PROBLEM:
Copy every line of the material from its start through the line containing "point(369, 183)", including that line, and move each answer point by adding 45 to both of its coordinates. Leave the pictures out of your copy.

************

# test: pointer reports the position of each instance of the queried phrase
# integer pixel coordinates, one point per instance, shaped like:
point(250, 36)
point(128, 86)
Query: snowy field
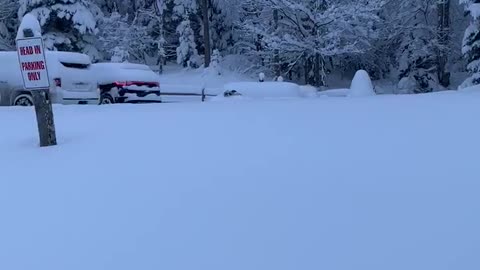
point(369, 183)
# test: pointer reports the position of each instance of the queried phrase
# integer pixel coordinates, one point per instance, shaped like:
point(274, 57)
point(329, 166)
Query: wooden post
point(30, 50)
point(45, 120)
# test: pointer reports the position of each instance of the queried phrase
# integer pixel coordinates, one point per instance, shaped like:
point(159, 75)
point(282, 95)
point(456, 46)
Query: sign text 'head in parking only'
point(33, 65)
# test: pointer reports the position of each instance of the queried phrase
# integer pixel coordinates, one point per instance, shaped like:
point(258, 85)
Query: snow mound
point(475, 88)
point(361, 85)
point(265, 89)
point(29, 22)
point(342, 92)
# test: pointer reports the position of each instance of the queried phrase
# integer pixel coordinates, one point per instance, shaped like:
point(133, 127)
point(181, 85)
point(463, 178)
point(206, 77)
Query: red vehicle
point(126, 83)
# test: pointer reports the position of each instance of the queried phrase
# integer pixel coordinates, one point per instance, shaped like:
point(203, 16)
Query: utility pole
point(33, 66)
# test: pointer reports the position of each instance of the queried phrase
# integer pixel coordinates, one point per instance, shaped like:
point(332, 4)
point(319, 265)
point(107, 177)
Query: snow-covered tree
point(8, 24)
point(471, 42)
point(302, 34)
point(187, 54)
point(66, 24)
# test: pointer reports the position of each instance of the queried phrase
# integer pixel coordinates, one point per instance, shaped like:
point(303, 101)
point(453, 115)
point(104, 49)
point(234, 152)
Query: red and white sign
point(32, 63)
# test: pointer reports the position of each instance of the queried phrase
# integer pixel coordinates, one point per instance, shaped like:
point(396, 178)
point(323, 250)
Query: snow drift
point(361, 85)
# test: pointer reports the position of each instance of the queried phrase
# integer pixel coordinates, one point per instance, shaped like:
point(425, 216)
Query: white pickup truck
point(70, 74)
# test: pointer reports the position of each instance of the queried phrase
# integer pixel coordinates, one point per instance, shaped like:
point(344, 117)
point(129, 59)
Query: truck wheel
point(106, 99)
point(23, 100)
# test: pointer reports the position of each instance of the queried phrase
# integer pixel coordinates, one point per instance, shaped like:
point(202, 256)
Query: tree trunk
point(443, 7)
point(206, 32)
point(45, 121)
point(276, 53)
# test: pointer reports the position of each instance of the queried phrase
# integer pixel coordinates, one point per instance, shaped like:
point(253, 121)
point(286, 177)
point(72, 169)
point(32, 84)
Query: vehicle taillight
point(58, 82)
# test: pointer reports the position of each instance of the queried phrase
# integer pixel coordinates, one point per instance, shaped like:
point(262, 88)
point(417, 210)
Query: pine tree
point(418, 47)
point(471, 43)
point(187, 54)
point(66, 25)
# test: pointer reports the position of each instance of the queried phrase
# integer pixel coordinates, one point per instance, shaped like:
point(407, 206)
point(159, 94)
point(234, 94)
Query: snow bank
point(249, 185)
point(265, 89)
point(361, 85)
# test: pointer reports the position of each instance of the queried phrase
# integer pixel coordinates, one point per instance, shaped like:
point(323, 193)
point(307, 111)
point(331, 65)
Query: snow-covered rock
point(361, 85)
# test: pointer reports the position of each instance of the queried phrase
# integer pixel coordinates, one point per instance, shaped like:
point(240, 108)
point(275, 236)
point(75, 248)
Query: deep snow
point(370, 183)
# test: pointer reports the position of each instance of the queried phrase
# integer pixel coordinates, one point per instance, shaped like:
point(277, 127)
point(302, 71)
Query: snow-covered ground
point(368, 183)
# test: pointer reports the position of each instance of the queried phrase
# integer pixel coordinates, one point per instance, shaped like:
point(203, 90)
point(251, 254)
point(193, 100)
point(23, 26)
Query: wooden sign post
point(33, 66)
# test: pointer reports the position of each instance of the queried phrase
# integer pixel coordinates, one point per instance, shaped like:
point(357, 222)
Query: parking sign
point(33, 65)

************

THE RESULT:
# test: pointer reports the position of each instance of the queried phrase
# integer pixel coordinates, one point per instance, shaped like:
point(250, 36)
point(128, 86)
Query: snowy field
point(414, 228)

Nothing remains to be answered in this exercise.